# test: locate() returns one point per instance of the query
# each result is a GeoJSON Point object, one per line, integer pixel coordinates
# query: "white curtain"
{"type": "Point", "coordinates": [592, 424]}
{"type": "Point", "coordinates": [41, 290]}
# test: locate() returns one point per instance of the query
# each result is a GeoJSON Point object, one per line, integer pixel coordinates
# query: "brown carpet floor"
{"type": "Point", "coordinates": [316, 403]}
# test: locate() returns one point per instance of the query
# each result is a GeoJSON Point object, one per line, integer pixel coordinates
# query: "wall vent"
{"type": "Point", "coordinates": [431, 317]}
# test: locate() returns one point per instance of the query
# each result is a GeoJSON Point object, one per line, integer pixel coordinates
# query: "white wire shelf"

********************

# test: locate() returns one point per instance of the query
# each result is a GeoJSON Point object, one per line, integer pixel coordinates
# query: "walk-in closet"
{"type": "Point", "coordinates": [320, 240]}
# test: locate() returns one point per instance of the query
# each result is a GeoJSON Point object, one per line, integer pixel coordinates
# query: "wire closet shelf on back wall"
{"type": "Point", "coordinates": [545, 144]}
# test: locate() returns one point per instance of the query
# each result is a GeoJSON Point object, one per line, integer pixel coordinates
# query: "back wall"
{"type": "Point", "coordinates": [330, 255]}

********************

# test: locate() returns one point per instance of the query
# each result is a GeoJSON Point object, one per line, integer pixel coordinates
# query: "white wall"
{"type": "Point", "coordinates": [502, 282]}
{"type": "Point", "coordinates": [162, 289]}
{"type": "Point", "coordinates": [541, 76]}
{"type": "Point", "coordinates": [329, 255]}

********************

▶ CHALLENGE
Pick out every line in the three blocks that contains the word "back" and copy each one.

▶ SOLUTION
# query: "wire closet shelf on back wall"
# query: "back wall"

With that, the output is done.